Continue the Silver Linings Playbook review from where it stops.

(EXERCISE TEXT)
*****

Silver Linings Playbook (David O. Russell, 2012)

As a generally favorable participant in and throughout 2012’s festival circuit, the much-lauded Silver Linings Playbook is David O. Russell’s latest that focuses on one Pat Solitano (Bradley Cooper) as he endeavors to reconcile with his estranged wife following a stint in a mental hospital. Based on Matthew Quick’s novel of the same title, Pat’s struggle to strike a balance between his debilitating mental state and the reclamation of the life he once had becomes increasingly difficult, forming an uneasy if soon-to-be helpful friendship with the younger, recently widowed Tiffany (Jennifer Lawrence) in the process.

For all intents and purposes, Silver Linings Playbook is what I’d call admirably formulaic, conforming to yet periodically defying convention by simply doing what it has to do to stay true to its literary origins. Strong, inherently interesting characters give the film a certain special oomph however, the titular Pat and Tiffany especially, providing enough insight into their respective lives to aid us in developing an unspoken bond with these tortured if eccentric souls. Thematically, O. Russell can’t help but embrace the mundane as all the bits chronicling their hardships all come to one foreseeable head, ensuring us that things can either go one way or another for both of them.

*****

(Data excerpts)
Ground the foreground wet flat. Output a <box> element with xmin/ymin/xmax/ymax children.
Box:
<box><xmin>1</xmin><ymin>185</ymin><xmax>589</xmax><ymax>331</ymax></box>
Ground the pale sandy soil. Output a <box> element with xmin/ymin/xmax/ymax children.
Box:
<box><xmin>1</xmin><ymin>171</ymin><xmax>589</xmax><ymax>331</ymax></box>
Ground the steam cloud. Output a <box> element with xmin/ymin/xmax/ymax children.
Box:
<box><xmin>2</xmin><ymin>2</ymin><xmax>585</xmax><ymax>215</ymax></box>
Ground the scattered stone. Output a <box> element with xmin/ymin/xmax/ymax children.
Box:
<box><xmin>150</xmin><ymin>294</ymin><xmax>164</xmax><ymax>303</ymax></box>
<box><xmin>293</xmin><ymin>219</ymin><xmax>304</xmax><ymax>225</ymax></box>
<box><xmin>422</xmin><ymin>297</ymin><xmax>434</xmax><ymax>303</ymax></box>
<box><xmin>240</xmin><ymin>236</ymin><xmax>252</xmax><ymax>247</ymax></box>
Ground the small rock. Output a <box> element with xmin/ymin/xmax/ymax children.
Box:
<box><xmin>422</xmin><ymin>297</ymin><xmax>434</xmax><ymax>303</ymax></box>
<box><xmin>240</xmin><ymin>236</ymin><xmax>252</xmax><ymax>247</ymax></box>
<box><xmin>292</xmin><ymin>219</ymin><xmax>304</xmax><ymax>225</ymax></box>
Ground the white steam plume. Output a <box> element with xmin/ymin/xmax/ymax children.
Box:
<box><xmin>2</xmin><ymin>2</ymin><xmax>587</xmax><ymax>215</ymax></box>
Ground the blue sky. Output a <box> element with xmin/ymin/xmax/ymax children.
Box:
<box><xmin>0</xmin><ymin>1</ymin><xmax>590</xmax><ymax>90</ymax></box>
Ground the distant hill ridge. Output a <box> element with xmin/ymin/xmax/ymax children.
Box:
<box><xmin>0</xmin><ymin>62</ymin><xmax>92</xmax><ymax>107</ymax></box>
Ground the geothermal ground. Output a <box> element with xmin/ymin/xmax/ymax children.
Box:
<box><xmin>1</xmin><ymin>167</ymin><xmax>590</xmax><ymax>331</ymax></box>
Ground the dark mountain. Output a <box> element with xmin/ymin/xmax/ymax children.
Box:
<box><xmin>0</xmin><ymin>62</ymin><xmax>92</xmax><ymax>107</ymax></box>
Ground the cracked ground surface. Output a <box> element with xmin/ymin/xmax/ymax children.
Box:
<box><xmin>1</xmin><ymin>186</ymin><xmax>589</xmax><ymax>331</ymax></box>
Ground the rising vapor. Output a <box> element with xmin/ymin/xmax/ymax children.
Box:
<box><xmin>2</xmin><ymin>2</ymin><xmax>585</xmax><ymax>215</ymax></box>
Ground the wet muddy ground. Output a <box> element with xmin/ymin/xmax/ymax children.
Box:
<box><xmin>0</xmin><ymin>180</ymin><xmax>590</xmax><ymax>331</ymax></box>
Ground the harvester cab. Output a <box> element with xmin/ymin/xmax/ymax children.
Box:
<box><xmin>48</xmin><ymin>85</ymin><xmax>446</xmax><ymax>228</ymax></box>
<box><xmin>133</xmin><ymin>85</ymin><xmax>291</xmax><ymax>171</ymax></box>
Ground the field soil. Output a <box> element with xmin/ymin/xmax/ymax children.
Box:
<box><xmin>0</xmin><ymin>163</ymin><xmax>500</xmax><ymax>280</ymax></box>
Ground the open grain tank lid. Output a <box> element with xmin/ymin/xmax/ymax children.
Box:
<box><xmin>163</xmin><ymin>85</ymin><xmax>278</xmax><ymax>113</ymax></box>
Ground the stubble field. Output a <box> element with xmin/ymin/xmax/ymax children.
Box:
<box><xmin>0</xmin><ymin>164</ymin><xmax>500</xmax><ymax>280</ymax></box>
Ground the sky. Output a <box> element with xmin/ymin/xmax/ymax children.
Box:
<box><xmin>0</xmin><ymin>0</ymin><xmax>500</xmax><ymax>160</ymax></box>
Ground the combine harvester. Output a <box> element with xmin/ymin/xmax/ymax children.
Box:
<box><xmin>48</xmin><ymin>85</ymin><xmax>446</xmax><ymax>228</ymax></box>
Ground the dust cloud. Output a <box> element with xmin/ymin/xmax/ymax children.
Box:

*****

(RESPONSE TO THIS TASK)
In terms of pure engagement, there’s no denying that viewers will gravitate toward the film based on the aforementioned story at its core – a story that balances authentic humanistic tendencies with an overarching sense of hope for all involved and an appreciable emotional underbelly, all of which we tend to admire within any serio-comic script of this type these days. In other words, Silver Linings Playbook plays it safe, straying from anything particularly gratuitous in terms of both content and presentation.

As a whole, Silver Linings Playbook is just so-so. It’s likable on a base level, bombarding us with enough accessible snark and entertainment value to keep us invested, but its adherence to formula is ultimately its downfall. From Pat’s agreeably relatable crisis taking a detrimental toll on his life to his estranged wife and parents, viewers either will or won’t buy into the relationship with Lawrence’s Tiffany that results in something uplifting if predictably meaningful. With a latter act as embarrassingly cookie-cutter as they come, Silver Linings is assuredly a step down for O. Russell, even if I’m the sole believer in this unfortunate reality.